▶ [Directive A]: Summarize the endpoint documentation in two sentences.
──────────────────────────────
When a schema extraction was created with `excel_template`, the filled output can be downloaded from this authenticated endpoint. Requires the same API key used for other endpoints. The caller must belong to the org that owns the underlying extraction.

| Status | Description                                                                                   |
| ------ | --------------------------------------------------------------------------------------------- |
| 200    | Returns the filled `.xlsx` file as a binary download                                          |
| 401    | Authentication failed or missing API key                                                      |
| 404    | Schema not found, or no Excel output (was `excel_template` provided in the original request?) |

***

## Error Responses

| Status | Error              | Description                                                   |
| ------ | ------------------ | ------------------------------------------------------------- |
| 400    | Invalid request    | Must provide `extraction_id`, `extraction_ids`, or `split_id` |
| 400    | Invalid schema     | Schema must follow JSON Schema / OpenAPI 3.0 format           |
| 400    | Mutually exclusive | Cannot provide both `input_schema` and `excel_template`       |
| 401    | Unauthorized       | Invalid or missing API key                                    |
| 404    | Not found          | Extraction, batch job, or split not found                     |
| 500    | Processing error   | Schema extraction failed                                      |

***

## Best Practices

<AccordionGroup>
  <Accordion title="Use effort mode for complex documents">
    Set `effort: true` for documents with complex layouts, tables, or when initial extraction quality is low.
──────────────────────────────
▶ [Directive B]: List every line of the records that contains the word "jeans".

▶ [Data listing]:
──────────────────────────────
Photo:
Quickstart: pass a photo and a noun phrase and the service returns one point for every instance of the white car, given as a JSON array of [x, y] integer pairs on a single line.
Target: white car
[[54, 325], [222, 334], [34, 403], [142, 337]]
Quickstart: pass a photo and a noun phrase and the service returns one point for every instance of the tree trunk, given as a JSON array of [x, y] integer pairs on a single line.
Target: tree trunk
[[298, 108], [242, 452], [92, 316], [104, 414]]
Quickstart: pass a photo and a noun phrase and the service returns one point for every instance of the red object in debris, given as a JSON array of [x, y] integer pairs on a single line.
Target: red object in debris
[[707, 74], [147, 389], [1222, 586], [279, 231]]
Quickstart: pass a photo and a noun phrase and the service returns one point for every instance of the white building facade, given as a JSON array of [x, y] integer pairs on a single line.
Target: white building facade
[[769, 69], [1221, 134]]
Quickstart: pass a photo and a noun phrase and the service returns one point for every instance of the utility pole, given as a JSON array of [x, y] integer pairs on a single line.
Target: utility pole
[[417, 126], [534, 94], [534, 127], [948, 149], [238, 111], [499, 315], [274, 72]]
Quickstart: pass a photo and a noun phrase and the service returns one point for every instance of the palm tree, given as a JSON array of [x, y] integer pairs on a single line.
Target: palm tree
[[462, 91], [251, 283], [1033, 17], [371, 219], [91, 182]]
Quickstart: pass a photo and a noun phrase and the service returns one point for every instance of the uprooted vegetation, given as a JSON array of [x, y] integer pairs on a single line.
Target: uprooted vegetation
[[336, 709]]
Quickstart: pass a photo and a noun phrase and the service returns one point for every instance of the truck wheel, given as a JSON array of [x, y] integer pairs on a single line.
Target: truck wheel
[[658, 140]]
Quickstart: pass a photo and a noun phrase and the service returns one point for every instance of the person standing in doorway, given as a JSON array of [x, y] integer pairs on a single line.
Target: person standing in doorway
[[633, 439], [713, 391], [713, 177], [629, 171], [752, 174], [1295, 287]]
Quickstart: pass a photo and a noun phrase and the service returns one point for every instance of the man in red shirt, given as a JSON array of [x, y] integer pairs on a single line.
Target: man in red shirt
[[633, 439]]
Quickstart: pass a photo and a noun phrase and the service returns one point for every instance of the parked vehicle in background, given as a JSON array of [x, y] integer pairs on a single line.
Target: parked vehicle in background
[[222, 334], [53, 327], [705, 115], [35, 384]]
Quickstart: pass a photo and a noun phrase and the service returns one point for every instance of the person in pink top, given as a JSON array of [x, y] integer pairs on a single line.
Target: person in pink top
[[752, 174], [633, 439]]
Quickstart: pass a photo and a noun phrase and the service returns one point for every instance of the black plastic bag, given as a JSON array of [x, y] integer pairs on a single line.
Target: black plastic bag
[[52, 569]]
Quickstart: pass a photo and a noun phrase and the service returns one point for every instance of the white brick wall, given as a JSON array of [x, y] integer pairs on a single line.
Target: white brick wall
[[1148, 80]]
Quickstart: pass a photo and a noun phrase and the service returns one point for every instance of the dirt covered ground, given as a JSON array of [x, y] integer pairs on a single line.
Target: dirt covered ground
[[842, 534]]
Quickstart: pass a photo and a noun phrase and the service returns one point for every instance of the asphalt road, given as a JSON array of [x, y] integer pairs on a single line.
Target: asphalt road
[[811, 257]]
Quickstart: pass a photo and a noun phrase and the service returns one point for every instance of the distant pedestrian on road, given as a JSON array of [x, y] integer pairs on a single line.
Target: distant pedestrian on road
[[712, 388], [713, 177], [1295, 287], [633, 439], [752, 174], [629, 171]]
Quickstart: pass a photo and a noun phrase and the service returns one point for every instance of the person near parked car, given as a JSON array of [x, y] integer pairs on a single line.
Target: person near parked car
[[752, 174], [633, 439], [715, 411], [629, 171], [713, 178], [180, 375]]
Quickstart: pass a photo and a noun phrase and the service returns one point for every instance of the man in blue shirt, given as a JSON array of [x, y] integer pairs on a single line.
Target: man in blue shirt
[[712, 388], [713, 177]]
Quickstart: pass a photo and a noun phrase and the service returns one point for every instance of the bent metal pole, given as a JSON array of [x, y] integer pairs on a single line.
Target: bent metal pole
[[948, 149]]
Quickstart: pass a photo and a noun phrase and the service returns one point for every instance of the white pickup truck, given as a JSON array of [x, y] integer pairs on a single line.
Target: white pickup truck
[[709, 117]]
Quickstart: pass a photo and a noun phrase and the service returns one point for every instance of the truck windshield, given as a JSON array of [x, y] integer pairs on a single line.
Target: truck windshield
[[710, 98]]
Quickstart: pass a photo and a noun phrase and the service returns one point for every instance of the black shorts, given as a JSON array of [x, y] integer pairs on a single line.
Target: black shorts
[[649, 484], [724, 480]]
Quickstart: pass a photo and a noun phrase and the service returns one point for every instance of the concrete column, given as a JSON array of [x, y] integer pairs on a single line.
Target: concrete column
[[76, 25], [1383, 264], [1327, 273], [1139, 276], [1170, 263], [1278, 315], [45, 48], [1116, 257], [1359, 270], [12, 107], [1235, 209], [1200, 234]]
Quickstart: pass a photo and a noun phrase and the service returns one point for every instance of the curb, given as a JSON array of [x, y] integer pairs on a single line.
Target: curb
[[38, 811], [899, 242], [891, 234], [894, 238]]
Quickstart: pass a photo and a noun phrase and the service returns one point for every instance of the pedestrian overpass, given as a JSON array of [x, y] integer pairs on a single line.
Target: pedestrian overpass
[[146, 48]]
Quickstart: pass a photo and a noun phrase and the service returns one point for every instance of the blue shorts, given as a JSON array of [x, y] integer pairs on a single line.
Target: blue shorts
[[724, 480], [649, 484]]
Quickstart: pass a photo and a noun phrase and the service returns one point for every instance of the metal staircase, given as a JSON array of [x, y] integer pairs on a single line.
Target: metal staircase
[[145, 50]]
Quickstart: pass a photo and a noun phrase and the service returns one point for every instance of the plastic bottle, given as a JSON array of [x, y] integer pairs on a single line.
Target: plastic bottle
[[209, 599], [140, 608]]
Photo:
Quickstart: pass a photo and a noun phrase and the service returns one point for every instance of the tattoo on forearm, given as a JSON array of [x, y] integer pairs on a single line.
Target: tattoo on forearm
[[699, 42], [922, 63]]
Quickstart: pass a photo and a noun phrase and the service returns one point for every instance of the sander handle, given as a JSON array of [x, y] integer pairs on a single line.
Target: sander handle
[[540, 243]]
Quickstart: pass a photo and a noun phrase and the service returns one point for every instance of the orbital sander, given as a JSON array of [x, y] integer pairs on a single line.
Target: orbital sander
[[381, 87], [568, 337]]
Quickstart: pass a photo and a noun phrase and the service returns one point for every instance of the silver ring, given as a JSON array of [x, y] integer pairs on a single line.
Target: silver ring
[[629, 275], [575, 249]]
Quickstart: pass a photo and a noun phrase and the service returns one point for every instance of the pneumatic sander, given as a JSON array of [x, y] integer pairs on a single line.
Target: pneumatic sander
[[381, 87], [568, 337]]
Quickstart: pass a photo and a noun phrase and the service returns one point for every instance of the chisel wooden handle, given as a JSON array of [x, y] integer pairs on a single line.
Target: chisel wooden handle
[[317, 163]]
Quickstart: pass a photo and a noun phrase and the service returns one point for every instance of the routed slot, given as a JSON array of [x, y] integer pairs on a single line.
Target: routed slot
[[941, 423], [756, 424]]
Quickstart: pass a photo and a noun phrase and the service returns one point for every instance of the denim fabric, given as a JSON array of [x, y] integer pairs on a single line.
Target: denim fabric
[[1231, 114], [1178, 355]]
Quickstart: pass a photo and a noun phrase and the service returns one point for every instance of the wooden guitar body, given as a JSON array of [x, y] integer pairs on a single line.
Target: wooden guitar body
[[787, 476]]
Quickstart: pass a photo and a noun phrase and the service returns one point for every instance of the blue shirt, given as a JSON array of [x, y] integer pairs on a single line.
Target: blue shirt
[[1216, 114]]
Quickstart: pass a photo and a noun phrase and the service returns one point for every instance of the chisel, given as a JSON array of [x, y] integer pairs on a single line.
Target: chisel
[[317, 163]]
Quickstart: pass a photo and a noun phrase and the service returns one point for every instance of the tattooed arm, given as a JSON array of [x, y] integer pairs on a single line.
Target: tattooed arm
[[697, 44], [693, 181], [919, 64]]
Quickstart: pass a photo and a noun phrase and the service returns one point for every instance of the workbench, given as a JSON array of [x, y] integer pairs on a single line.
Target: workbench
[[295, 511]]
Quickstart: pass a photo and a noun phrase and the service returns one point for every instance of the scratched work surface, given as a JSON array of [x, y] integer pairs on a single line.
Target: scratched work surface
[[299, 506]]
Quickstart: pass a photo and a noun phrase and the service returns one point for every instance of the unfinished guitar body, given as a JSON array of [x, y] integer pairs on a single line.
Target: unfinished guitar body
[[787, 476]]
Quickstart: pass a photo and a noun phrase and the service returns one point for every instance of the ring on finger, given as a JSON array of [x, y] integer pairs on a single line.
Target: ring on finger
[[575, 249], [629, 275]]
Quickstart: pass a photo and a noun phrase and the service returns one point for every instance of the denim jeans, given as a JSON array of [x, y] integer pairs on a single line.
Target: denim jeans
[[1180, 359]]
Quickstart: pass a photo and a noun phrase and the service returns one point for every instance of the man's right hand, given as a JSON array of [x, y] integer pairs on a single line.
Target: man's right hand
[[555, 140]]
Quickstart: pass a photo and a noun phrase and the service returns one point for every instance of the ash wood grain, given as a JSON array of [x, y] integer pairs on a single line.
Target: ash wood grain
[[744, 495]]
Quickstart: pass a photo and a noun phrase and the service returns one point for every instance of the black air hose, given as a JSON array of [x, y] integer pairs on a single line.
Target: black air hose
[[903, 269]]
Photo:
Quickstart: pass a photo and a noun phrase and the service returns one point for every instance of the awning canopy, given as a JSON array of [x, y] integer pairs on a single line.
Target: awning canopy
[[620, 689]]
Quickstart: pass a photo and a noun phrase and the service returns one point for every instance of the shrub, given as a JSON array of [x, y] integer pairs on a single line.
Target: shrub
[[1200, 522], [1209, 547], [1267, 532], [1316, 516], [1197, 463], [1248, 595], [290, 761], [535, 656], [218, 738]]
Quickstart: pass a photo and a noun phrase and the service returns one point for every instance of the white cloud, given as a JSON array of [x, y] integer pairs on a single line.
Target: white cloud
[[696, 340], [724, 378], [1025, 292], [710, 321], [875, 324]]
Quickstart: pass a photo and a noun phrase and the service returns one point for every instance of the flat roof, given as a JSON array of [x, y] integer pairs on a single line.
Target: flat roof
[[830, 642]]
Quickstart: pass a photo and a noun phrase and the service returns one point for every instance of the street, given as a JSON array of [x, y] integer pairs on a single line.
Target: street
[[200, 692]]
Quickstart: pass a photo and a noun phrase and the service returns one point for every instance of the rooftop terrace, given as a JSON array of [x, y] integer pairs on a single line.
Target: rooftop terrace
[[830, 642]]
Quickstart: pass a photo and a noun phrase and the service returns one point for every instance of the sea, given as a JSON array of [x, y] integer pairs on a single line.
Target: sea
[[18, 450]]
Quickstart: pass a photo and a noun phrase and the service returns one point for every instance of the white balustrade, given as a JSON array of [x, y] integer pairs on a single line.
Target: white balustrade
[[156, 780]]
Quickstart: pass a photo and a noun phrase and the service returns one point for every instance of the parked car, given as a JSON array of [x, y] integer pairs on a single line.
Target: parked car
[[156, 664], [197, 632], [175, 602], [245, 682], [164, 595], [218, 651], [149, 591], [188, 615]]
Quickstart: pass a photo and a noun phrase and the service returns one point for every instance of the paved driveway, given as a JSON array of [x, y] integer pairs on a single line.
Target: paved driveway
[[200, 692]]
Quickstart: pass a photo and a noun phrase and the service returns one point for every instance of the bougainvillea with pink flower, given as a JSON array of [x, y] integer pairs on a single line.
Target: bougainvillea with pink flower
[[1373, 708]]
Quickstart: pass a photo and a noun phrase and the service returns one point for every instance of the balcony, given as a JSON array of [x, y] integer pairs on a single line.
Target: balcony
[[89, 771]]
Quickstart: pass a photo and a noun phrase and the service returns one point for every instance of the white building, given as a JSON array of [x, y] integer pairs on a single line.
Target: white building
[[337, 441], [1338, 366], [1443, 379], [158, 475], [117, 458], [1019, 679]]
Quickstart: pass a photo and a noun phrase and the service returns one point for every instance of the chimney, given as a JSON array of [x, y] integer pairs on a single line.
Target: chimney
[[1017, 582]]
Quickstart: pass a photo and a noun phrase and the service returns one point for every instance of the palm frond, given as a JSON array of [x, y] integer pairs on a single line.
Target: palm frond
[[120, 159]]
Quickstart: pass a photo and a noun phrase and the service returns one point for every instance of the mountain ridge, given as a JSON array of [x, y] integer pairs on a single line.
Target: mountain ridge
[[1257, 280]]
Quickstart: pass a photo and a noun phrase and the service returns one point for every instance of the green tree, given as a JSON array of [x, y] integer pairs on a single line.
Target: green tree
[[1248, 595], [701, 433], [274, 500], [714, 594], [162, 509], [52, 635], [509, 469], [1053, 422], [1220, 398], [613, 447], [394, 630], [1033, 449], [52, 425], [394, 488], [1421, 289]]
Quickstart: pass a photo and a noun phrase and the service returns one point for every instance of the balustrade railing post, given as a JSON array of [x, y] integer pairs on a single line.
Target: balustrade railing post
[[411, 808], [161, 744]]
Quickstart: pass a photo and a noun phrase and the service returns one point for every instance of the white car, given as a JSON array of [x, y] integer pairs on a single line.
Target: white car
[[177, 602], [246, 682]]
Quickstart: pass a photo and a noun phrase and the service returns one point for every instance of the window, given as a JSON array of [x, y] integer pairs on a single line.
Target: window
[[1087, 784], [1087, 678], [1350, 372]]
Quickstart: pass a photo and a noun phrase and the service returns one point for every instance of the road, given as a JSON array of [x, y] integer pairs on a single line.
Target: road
──────────────────────────────
▶ [Exercise output A]: When a schema extraction is created with `excel_template`, its filled `.xlsx` output can be downloaded from an authenticated endpoint that requires the same API key as other endpoints and membership in the org that owns the extraction, with a 401 for failed authentication and a 404 when the schema or Excel output is missing. Other error responses cover missing or invalid request fields, supplying both `input_schema` and `excel_template`, an invalid API key, extractions or jobs that can't be found, and failed schema extraction, and `effort: true` is recommended for documents with complex layouts, tables, or low initial extraction quality.

▶ [Exercise output B]:
Quickstart: pass a photo and a noun phrase and the service returns one point for every instance of the denim jeans, given as a JSON array of [x, y] integer pairs on a single line.
Target: denim jeans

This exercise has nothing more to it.